* PROBLEM STATEMENT
Write the data below out again, with each line matching the original.

───── RECORDS

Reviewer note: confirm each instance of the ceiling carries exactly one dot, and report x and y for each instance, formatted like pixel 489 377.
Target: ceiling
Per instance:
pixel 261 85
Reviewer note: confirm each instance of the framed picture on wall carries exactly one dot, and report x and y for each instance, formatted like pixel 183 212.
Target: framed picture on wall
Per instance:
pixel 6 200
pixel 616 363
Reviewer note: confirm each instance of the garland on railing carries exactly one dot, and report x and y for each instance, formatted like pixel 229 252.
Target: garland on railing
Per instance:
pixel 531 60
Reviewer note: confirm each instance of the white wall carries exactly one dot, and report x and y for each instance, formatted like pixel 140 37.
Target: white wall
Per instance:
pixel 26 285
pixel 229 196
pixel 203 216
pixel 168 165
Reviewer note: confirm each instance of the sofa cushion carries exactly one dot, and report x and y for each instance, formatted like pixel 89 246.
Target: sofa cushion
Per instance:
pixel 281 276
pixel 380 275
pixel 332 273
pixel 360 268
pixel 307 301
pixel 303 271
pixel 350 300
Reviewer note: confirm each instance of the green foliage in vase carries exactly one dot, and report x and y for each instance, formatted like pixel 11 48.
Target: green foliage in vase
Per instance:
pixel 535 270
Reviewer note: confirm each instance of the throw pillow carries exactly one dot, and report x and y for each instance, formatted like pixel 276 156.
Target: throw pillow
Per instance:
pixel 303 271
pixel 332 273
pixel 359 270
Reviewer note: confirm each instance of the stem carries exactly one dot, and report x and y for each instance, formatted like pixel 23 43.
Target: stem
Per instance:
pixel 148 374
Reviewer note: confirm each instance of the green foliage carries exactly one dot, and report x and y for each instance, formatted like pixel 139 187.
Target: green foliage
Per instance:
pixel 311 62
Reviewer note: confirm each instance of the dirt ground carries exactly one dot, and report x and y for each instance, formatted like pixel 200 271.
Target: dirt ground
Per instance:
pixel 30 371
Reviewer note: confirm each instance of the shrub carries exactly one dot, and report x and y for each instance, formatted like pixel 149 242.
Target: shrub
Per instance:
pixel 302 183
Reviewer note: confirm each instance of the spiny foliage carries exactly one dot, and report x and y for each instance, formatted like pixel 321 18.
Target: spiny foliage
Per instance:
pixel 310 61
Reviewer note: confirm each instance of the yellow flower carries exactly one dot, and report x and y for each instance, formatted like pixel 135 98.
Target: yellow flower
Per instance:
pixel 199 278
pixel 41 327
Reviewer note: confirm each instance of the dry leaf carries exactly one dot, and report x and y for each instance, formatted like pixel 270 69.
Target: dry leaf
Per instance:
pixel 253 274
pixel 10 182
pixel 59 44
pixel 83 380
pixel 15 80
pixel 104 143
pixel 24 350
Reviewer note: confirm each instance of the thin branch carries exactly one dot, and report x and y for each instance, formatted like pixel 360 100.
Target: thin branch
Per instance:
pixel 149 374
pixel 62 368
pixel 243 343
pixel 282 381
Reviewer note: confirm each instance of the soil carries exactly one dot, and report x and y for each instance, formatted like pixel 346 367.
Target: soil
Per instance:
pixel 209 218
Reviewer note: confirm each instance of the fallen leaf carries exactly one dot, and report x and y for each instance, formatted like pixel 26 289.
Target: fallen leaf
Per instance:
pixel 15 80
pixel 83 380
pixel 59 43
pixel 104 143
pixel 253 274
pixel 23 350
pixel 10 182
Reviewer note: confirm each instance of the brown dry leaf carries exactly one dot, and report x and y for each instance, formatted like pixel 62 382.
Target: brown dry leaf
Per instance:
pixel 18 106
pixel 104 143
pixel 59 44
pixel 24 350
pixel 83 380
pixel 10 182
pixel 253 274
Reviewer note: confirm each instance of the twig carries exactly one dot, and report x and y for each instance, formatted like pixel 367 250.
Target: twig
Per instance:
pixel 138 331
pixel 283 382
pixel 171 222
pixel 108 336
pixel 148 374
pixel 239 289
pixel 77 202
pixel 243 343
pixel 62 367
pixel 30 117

──────────

* WRITTEN RESPONSE
Reviewer note: confirm each instance of the ceiling carries exactly one dot, and report x and y for each instance, formatted like pixel 489 377.
Target: ceiling
Per instance:
pixel 261 85
Reviewer note: confirm each instance of the framed picture on wall carries exactly one dot, and report x and y for each instance, formatted like pixel 183 212.
Target: framed picture on wall
Per instance:
pixel 6 200
pixel 616 363
Reviewer note: confirm each instance of the garland on railing carries exactly one dot, and report x and y for each instance, formatted like pixel 229 252.
Target: garland on railing
Per instance:
pixel 531 60
Reviewer note: confirm each instance of the white wall carries exactly one dot, and report x and y for each instance, formatted like pixel 140 37.
Target: white wall
Per instance:
pixel 26 285
pixel 229 196
pixel 203 216
pixel 168 165
Reviewer note: confirm each instance of the sofa cushion carries exactly one dot, and report x and y for each instance, formatted like pixel 89 246.
Target: sofa cushion
Per instance:
pixel 281 276
pixel 380 275
pixel 332 273
pixel 360 268
pixel 307 301
pixel 303 271
pixel 350 300
Reviewer note: confirm each instance of the green foliage in vase carries exactly one dot, and report x and y for each instance, formatted like pixel 11 48.
Target: green foliage in vase
Per instance:
pixel 535 270
Reviewer note: confirm each instance of the throw pillow carries exactly one dot, and report x and y for each instance, formatted like pixel 276 156.
Target: throw pillow
Per instance:
pixel 303 271
pixel 332 273
pixel 359 270
Reviewer note: confirm each instance of the stem carries exactly one dot, and report x and y for each instance, formatted like pixel 23 43.
Target: stem
Per instance:
pixel 148 374
Reviewer note: confirm each instance of the green foliage carries exactly one dot, and report x and y for each instance, formatted like pixel 139 187.
Target: green foliage
Per instance:
pixel 311 62
Reviewer note: confirm each instance of the dirt ground carries exactly one dot, and report x and y for each instance, formatted like pixel 200 271.
Target: dirt ground
Per instance:
pixel 30 371
Reviewer note: confirm each instance of the shrub carries exactly one dot, and report x and y for each instance, formatted like pixel 149 242.
Target: shrub
Per instance:
pixel 302 183
Reviewer note: confirm each instance of the spiny foliage carries exactly one dot, and report x and y for each instance, formatted like pixel 321 18.
Target: spiny foliage
Per instance:
pixel 310 61
Reviewer note: confirm each instance of the yellow flower carries exactly one dot, and report x and y for each instance, formatted like pixel 135 98.
Target: yellow flower
Per instance:
pixel 199 278
pixel 41 327
Reviewer note: confirm each instance of the dry leaf carries exactly one dot, and report x and y for each instance, formatted like pixel 270 69.
Target: dry leaf
Per instance:
pixel 253 274
pixel 10 182
pixel 59 44
pixel 83 380
pixel 15 80
pixel 104 143
pixel 24 350
Reviewer note: confirm each instance of the thin branch carries exactly one dot, and report x and y for each instance, formatted like pixel 360 100.
Target: thin branch
Per instance:
pixel 149 374
pixel 62 368
pixel 243 343
pixel 282 381
Reviewer note: confirm each instance of the soil carries exactly one dot, and report x and y for each instance, formatted like pixel 346 367.
Target: soil
Per instance:
pixel 209 218
Reviewer note: confirm each instance of the fallen leaf carries exactly one dot, and report x and y for each instance, formatted like pixel 26 289.
Target: fallen leaf
Per instance:
pixel 15 80
pixel 83 380
pixel 59 43
pixel 104 143
pixel 253 274
pixel 23 350
pixel 10 182
Reviewer note: confirm each instance of the brown dry leaf carries exactly one dot, and report x and y for each instance, formatted like pixel 62 382.
Target: brown dry leaf
Per instance:
pixel 18 106
pixel 104 143
pixel 59 44
pixel 24 350
pixel 83 380
pixel 10 182
pixel 253 274
Reviewer note: confirm each instance of the twig carries exactly one dot, and report x and y for each instance, formatted like pixel 367 250.
Target: twig
Per instance:
pixel 138 331
pixel 283 382
pixel 171 222
pixel 108 336
pixel 148 374
pixel 239 289
pixel 77 202
pixel 243 343
pixel 62 367
pixel 30 117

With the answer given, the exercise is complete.